## To do
Rewrite everything from the start of the lines below down to the line containing "<point>199,230</point>", requests included, adding 126 to each coordinate in the answer points and leaving the pictures out.

## Given data
■ ■ ■ ■

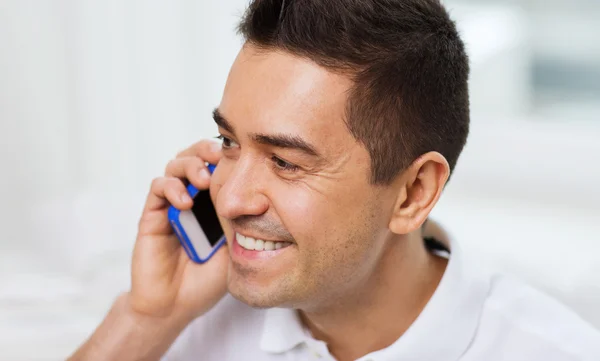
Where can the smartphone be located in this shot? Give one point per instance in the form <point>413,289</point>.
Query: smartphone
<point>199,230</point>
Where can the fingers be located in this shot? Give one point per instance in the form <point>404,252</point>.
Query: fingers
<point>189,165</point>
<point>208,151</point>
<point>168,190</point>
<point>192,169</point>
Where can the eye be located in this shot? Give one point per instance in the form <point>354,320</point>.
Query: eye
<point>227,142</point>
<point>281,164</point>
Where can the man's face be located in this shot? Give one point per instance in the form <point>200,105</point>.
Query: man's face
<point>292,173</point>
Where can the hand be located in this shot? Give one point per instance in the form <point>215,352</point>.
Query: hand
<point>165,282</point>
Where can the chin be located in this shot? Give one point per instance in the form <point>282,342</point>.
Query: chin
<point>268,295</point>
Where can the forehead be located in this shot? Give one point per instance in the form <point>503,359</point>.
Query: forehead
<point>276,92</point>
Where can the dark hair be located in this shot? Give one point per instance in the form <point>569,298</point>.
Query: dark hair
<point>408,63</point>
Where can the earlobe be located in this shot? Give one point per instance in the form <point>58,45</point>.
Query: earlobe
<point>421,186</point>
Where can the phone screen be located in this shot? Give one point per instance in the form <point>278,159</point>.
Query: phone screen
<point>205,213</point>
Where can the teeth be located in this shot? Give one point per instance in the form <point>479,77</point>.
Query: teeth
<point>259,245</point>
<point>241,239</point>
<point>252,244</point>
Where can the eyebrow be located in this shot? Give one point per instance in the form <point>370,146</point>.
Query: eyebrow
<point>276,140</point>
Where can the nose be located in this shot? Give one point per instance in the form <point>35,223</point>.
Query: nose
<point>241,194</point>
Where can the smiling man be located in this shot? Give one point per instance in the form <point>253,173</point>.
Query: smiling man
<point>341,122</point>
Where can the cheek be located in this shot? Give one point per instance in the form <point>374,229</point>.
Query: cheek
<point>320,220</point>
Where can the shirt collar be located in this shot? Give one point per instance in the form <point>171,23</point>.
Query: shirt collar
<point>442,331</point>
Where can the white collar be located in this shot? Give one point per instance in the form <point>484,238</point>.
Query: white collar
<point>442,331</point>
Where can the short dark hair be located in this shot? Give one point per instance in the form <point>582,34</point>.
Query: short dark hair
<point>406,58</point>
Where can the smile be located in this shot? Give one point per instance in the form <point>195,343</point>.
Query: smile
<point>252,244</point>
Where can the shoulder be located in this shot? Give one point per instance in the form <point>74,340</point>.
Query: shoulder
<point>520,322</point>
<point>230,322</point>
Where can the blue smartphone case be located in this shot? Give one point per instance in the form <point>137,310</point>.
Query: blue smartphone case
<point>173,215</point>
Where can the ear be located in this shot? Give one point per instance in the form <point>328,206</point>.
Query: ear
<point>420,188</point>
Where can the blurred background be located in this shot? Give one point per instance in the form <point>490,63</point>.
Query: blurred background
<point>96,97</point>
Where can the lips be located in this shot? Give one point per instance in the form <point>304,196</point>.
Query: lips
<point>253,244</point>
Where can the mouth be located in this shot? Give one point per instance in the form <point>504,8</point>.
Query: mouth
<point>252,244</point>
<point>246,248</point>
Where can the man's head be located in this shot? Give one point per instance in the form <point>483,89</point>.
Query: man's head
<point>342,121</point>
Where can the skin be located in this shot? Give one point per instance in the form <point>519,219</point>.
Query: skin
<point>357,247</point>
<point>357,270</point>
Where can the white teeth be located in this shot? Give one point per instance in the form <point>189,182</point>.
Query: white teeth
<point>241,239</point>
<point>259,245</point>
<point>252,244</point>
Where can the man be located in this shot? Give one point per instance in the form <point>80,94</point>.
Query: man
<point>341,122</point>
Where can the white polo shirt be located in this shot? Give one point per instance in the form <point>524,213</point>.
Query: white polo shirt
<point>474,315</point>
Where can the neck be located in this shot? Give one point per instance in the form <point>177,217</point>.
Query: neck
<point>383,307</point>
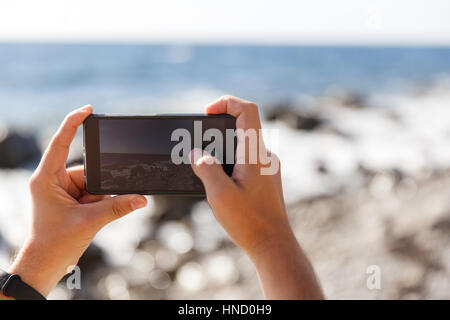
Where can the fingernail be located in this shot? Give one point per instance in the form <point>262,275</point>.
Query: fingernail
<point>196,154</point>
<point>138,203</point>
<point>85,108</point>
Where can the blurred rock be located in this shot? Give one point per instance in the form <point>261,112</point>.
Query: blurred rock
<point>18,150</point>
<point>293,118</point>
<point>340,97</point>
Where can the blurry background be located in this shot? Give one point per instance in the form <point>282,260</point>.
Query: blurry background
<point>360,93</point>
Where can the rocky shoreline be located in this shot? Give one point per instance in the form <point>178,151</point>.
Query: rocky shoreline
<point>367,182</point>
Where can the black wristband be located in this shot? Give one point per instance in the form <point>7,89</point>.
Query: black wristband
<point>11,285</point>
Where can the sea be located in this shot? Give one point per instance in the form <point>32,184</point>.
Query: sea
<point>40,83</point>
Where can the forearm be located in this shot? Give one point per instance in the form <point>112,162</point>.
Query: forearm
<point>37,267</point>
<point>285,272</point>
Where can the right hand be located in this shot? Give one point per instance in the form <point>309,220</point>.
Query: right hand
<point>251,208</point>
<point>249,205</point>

■ ■ ■ ■

## Expected answer
Where can the smartphone be located in this shot? Give one point per instance in the form <point>413,289</point>.
Query: smartphone
<point>325,356</point>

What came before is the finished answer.